::: Records shown

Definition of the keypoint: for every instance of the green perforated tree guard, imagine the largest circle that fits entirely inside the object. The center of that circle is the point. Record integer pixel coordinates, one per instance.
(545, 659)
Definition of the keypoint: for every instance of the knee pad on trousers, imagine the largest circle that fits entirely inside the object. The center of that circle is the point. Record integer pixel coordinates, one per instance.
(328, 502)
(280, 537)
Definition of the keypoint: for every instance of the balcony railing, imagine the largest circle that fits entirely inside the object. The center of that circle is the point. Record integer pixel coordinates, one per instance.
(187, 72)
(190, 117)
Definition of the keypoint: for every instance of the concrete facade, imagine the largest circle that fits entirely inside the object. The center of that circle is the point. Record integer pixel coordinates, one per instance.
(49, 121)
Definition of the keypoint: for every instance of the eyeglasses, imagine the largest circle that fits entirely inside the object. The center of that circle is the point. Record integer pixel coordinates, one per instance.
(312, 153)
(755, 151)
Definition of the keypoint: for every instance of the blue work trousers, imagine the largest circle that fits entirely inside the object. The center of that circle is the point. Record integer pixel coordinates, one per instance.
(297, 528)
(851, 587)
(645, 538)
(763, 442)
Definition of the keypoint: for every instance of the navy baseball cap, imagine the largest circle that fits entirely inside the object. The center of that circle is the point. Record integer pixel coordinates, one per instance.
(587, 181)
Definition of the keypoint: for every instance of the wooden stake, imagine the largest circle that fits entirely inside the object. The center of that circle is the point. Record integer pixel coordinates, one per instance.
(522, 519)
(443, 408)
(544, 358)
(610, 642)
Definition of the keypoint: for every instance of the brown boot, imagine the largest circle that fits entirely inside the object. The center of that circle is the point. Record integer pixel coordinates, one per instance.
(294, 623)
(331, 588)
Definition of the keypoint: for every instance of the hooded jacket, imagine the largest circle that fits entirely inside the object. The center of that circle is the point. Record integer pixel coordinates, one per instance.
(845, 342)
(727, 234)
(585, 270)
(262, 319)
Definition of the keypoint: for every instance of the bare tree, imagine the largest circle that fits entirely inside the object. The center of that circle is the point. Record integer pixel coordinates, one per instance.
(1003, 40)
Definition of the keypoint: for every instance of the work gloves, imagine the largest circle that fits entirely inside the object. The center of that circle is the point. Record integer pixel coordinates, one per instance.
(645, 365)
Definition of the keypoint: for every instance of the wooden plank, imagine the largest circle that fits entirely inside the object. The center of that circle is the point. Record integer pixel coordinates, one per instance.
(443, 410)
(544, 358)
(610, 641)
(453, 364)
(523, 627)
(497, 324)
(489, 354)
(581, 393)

::::::

Exercise:
Recite the full listing above exactly.

Expected answer:
Definition of the keypoint: for every instance of the green perforated tree guard, imagine the largest circle that fits entirely inside the object. The center of that circle is the point. Record integer pixel coordinates, one per instance.
(545, 659)
Definition of the keypoint: for every instance of the knee pad on trousers, imagine the largest circle that fits entirely inside the object. The center of that circle is the point. Record integer pixel coordinates, one per instance.
(328, 502)
(280, 537)
Definition of the keypoint: for every instance of the balcony railing, imagine the largest circle that fits entirely inside the object. The center of that circle is the point. Record integer pixel coordinates, one per instance.
(187, 72)
(190, 117)
Definition of the keypoint: for every instance of the concrete facade, imagine the largest circle that fits entirely inside the object. The center of that circle is the point. Record integer pixel coordinates, one per instance.
(49, 121)
Definition of the keypoint: for every instance of the eyeglasses, imagine the largest circle that fits entirely inside the object. The center of that circle is the point. Record integer pixel coordinates, one per instance.
(312, 153)
(755, 151)
Definition of the keypoint: for every instance of the blue work trousers, imagine the largest circle that fits entirely inside the object. The center of that circle is the point. Record integer pixel coordinates, one per instance.
(297, 528)
(851, 587)
(645, 538)
(763, 442)
Definition of the keypoint: for every instance of the navy baseball cap, imagine the largest circle that fits entirely inside the object. The center of that circle is the point. Record integer pixel coordinates, one per instance.
(587, 181)
Definition of the keypoint: for every instance of the wooden stake, imagine the largest circle that fits entirely inside the object. The center of that circle is the point. Record integer pixel coordinates, one per instance.
(522, 519)
(443, 408)
(544, 358)
(610, 642)
Definition of the keypoint: for every instance of the brown boot, imagine the largest circle that fits entirely inside the object. The center of that circle is the point. Record integer pixel coordinates, one per instance.
(294, 623)
(331, 588)
Definition of the keypoint: for every instance of the hooded jacket, imagine the largest circle that fits entirely inside the object. The center of that circle is the point. Record integer pixel coordinates, one per instance.
(845, 342)
(727, 234)
(585, 270)
(262, 319)
Definition of the keypoint: for every instance of the bare tree, imagine the largest circle that fits entirely inside the object. The center of that circle is the point. Record integer pixel coordinates, one per instance.
(1003, 40)
Definition of the keypoint: for every instance of the work gloves, imagine the largest circle that fits entirely inside the object. The center of that circle is the point. Record integer pixel coordinates, one per instance.
(645, 365)
Definition of the keypoint: for every instance of the wooden plank, imagine the largest circle that fits entirely inside the object. The center of that circle is the point. Record integer pixel coordinates, one per instance.
(443, 410)
(544, 358)
(610, 641)
(453, 364)
(523, 627)
(497, 324)
(489, 354)
(581, 393)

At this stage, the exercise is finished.